-- EXTRACT start --

I would be hand feeding him for now to help create a bond between all of you. You don't need to pet him, just hold his food in your hand and as he eats it use his name and praise words that you plan to use in training. Small handfuls at a time trying for a number of trials per meal. Both you and your husband can do this. If you just got him he is very stressed out and needs time to settle in. 

Look into 'silky leash' for loose leash walking. You start out in a boring small place using his dinner kibble and advance in small steps as you both figure it out.

Usually dogs have to be trained to run with humans as we [well not me] run slow and long and dogs normally are better at short and fast intervals. Have your husband take him to the end of the block a few times, half way around the block a few times and so on to start out. How old is your new dog? Dogs shouldn't run on leash until growth plates are closed and sometimes that means a dog is well over a year old before running is a good idea. If he really cannot run at all then he may be a poor candidate as a service dog, there may be some orthopedic problems.


----------



## SaffronTea (Jun 4, 2013)

-- EXTRACT end --
-- LISTING start --

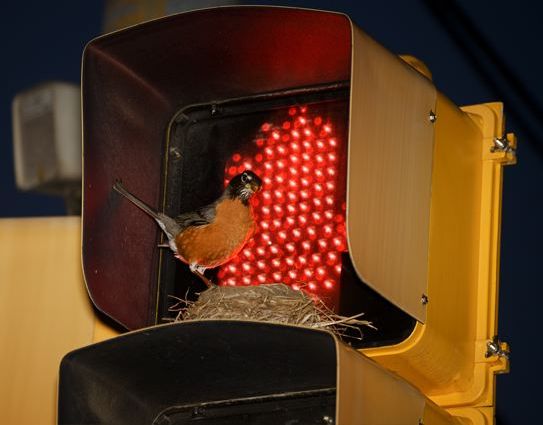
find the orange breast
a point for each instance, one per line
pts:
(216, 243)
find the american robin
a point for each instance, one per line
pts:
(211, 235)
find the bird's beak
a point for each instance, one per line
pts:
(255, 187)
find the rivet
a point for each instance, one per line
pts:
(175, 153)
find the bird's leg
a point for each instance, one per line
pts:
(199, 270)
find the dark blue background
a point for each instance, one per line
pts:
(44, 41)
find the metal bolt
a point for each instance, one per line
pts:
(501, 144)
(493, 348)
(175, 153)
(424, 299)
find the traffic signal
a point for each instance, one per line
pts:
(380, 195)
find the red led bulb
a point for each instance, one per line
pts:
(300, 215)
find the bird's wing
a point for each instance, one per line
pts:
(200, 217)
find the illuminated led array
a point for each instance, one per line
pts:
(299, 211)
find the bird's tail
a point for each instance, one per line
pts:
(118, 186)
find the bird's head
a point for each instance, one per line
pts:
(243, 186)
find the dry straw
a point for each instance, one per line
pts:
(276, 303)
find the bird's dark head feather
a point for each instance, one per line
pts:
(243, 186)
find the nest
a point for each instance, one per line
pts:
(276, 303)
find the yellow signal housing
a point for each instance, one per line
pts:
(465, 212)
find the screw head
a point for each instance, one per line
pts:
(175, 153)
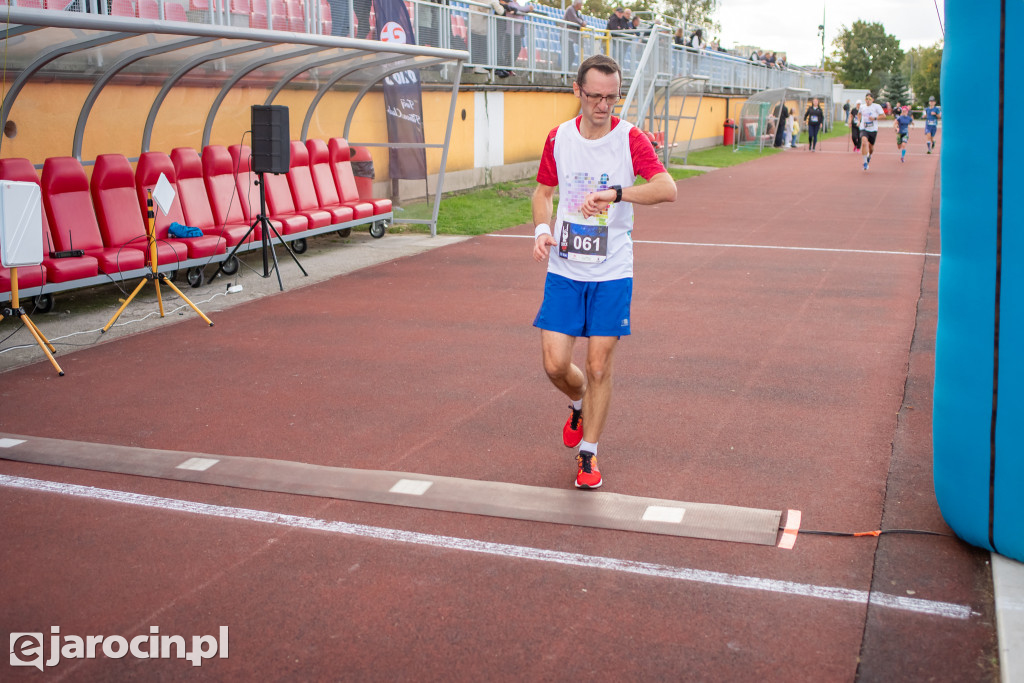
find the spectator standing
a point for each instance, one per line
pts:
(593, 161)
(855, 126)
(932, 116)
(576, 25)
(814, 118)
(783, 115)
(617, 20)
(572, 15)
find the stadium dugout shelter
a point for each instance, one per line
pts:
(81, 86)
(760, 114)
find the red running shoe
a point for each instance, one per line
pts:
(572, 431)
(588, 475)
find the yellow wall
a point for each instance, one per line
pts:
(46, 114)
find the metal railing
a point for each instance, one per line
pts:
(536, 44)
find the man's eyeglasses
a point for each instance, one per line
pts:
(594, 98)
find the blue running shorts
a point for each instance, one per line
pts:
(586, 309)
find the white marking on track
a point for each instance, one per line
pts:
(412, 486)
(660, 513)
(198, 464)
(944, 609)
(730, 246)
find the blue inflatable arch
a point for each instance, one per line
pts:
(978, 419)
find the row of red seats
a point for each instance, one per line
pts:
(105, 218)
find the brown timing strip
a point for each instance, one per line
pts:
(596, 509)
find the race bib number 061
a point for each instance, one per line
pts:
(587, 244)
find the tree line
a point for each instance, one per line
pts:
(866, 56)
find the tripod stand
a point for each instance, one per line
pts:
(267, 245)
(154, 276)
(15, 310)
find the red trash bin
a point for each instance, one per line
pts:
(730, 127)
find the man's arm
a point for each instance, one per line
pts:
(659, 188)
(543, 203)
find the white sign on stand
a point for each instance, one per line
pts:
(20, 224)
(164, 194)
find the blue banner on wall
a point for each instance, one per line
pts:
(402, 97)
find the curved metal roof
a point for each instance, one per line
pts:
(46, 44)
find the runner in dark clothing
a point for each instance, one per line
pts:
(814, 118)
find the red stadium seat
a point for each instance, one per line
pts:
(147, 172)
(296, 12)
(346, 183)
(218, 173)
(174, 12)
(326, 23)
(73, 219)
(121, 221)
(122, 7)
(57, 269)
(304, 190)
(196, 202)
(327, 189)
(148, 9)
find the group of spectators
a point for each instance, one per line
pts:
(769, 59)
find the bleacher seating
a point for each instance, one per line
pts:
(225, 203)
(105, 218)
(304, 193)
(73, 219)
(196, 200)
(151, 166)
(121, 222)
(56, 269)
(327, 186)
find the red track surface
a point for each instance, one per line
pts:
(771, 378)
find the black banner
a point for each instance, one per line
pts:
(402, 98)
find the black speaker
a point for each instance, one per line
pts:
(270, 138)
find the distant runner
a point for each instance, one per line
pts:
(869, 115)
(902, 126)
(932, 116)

-- LISTING end --
-- LISTING start --

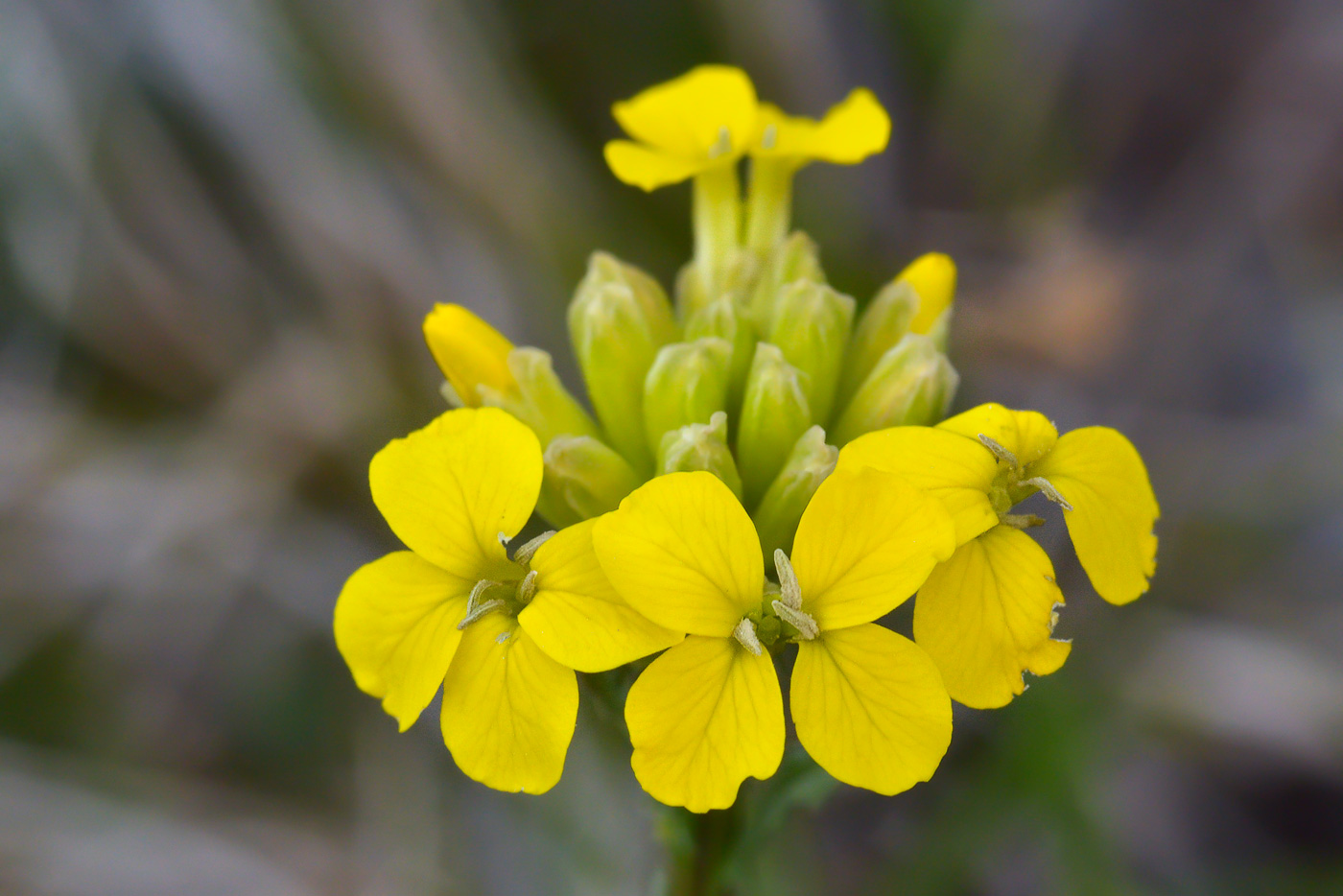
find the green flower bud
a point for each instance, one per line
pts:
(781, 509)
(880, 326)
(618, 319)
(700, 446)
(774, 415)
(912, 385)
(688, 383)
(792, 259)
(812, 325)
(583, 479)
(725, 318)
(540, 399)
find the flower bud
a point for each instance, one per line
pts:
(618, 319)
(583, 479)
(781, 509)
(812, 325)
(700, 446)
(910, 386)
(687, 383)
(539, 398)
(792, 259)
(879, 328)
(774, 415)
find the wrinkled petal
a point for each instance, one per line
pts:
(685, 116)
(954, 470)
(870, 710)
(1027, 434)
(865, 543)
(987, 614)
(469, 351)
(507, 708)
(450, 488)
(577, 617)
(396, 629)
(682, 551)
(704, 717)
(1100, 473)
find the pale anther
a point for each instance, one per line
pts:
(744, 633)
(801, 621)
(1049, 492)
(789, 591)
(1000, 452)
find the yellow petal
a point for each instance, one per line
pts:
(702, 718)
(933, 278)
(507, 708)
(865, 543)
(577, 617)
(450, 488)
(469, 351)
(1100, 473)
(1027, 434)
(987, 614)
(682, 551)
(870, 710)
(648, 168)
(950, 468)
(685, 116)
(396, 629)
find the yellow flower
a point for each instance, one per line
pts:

-- LISTING end --

_WORK INSTRUCTIONS_. Carry the forum thread about training a new dog forward from its last line by writing the post that comes under the SaffronTea header.

_OUTPUT_.
Funky_Shep, he's not food aggressive at all. This dog... except for the lack of training, he's wonderful. Doesn't bark, doesn't bite, lets me take his toys away, lets me take his food away (I rarely do, but I have when he couldn't get it out of the toy it was currently in). I will try this with his breakfast, though! And from now on, anytime I give him food, I'll make him look me in the eye first. 

Oh, I like the name suggestions! I decided a while ago I didn't want to go with Spot, Boots, Bear, etc. only because I didn't want to be at a dog event or training group, call out my dog's name and have 3 others look XD I have been considering Cerberus...

Kathyy, I'm looking into silky leash right now, thanks to your suggestion. My new dog is 1 year old. He can run somewhat, he's just a little slower than my husband, and the rescue I got him from swears they tested him for orthopedic issues.


----------



## Brette (Aug 31, 2013)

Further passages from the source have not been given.